**LISTED RECORDS**:
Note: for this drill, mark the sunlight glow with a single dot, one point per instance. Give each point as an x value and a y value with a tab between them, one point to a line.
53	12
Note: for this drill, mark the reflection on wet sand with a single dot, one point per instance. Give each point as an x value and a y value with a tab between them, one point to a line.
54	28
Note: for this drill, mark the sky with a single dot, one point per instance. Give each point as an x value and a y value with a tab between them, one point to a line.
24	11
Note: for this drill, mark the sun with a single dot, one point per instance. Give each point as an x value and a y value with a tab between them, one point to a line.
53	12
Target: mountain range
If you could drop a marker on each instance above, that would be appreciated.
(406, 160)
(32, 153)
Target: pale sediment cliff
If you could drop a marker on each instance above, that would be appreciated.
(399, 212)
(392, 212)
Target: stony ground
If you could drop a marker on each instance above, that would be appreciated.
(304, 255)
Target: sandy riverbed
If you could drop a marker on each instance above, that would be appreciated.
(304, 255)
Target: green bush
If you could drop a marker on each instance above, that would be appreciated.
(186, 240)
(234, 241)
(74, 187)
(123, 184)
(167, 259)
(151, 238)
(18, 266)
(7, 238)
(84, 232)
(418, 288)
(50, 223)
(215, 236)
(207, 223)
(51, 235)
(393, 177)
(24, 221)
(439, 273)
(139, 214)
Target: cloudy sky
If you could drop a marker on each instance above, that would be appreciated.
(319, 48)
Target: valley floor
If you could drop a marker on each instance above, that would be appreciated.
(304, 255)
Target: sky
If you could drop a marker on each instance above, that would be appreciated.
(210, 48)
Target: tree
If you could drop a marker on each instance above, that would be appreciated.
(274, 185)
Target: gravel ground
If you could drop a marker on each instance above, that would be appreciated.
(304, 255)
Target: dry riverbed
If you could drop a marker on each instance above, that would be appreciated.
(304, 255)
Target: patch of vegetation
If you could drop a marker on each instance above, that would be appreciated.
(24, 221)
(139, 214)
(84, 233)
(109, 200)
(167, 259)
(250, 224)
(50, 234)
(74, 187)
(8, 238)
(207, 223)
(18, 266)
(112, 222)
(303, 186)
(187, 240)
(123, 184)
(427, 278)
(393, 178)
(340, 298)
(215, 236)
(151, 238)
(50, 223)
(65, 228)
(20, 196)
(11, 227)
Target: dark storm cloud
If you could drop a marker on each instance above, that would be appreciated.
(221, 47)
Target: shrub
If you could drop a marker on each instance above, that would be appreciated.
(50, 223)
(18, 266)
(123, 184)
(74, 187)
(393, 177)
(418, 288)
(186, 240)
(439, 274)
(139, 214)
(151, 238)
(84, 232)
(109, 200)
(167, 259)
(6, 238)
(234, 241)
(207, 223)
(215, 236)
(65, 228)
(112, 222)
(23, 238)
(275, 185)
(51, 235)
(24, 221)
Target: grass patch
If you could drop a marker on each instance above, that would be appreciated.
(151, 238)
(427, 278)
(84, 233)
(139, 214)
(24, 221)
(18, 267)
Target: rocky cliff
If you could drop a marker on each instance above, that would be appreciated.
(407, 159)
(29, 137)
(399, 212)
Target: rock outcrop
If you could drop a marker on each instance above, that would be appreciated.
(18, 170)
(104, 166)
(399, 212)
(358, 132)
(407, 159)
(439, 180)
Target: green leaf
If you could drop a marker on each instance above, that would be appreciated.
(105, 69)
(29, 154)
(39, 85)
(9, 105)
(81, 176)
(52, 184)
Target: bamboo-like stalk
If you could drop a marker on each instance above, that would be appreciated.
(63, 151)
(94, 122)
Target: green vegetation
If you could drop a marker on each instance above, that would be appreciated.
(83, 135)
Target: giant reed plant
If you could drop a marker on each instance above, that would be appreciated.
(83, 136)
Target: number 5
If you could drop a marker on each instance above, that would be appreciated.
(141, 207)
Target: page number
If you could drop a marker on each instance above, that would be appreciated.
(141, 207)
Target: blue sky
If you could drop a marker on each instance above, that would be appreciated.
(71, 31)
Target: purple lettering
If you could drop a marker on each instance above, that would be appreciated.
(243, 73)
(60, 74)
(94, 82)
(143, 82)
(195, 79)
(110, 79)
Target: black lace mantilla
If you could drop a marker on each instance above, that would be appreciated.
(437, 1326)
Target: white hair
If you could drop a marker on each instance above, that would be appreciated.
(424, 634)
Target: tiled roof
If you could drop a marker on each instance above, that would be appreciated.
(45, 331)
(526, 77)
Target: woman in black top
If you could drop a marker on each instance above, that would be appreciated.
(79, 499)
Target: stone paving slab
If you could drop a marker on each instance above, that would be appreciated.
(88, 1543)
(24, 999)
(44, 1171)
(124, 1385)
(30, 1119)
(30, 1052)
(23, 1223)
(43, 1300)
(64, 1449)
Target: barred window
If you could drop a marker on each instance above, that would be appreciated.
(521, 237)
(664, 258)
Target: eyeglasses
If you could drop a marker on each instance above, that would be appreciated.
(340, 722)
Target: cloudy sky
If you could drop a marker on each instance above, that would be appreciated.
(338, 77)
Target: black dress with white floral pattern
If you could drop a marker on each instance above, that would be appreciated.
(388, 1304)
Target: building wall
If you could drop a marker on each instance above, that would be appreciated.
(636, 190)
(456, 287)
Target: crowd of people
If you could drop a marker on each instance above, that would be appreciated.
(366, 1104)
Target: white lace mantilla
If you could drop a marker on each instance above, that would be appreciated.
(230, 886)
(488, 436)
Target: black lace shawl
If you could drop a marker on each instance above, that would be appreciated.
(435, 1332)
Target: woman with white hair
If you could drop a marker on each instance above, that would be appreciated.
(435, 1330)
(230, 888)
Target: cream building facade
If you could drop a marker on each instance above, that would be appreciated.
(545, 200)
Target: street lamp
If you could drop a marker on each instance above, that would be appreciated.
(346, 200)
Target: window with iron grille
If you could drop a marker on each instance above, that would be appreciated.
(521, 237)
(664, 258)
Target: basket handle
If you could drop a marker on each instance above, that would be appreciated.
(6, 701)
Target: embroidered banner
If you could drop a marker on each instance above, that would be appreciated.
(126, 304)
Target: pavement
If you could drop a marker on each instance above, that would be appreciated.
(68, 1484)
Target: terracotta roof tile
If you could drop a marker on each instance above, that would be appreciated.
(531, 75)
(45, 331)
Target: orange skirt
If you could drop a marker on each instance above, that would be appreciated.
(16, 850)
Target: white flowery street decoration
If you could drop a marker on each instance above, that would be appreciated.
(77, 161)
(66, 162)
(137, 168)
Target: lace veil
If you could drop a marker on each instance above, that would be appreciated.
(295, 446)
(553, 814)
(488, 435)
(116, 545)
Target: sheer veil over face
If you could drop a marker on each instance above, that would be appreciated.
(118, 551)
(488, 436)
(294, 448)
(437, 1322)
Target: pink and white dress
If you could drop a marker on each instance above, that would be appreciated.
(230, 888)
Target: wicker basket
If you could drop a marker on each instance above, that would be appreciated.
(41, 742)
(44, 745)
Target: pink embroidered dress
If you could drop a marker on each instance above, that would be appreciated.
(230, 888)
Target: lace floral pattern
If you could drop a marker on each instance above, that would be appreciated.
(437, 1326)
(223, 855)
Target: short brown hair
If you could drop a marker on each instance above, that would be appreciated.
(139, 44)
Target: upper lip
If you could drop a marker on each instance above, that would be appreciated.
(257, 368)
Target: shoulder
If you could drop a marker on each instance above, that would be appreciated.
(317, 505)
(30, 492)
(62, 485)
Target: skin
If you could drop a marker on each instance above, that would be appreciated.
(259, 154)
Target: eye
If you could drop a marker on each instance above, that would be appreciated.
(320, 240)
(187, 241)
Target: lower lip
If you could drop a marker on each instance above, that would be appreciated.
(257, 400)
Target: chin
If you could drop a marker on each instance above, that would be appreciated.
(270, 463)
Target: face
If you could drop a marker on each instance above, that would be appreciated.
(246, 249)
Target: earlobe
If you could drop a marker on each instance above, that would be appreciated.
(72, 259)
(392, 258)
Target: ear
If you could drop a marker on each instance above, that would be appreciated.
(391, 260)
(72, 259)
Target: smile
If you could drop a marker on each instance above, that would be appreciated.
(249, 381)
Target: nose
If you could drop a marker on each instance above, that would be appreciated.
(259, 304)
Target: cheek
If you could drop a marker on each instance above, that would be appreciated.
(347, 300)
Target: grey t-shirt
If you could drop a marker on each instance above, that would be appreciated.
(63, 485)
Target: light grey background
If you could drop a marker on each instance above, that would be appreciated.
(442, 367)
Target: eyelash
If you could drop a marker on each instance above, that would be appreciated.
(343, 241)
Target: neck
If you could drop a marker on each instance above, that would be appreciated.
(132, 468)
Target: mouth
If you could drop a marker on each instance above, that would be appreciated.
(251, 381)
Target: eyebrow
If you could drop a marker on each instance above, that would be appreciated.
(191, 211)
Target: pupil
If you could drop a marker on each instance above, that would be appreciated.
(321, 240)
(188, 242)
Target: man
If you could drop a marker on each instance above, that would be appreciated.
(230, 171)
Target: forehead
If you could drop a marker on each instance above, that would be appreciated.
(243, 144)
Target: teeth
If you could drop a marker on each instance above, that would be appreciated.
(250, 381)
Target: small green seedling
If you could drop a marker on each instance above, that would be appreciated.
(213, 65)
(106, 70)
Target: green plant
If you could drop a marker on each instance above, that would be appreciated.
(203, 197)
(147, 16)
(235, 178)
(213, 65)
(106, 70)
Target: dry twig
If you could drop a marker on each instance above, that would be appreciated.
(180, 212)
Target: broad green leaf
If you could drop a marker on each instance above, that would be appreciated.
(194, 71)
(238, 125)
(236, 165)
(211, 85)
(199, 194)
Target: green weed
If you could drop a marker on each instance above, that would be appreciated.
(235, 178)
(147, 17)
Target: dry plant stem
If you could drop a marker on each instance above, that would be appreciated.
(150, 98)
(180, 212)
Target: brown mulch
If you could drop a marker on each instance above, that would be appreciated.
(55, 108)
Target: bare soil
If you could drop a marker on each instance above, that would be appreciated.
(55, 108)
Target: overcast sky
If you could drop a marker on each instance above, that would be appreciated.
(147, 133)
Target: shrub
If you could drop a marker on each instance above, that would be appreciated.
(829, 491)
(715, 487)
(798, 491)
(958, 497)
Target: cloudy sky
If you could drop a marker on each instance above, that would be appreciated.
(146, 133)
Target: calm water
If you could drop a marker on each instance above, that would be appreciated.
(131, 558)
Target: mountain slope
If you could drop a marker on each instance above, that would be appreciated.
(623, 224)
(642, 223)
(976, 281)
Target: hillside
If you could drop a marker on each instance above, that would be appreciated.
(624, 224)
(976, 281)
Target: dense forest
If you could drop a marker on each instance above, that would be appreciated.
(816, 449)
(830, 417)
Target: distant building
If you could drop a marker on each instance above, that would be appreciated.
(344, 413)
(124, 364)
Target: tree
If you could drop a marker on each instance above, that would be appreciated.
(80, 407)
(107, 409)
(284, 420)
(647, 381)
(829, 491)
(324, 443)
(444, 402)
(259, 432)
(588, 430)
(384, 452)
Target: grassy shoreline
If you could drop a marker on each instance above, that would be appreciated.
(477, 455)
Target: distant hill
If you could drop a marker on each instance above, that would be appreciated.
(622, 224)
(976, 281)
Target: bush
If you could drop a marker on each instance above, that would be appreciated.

**AIM OF THE TASK**: From the line that contains "Target: grassy shoreline" through the final line of the entries above, every line must be reproduced exactly and nothing more.

**YOUR SOLUTION**:
Target: grassy shoreline
If you could drop a marker on each instance above, that would be appreciated.
(477, 455)
Target: distant hill
If you could drop a marker on each instance above, that would be appreciated.
(622, 224)
(976, 281)
Target: bush
If you could drop a marker on each instance above, that would be appreciated.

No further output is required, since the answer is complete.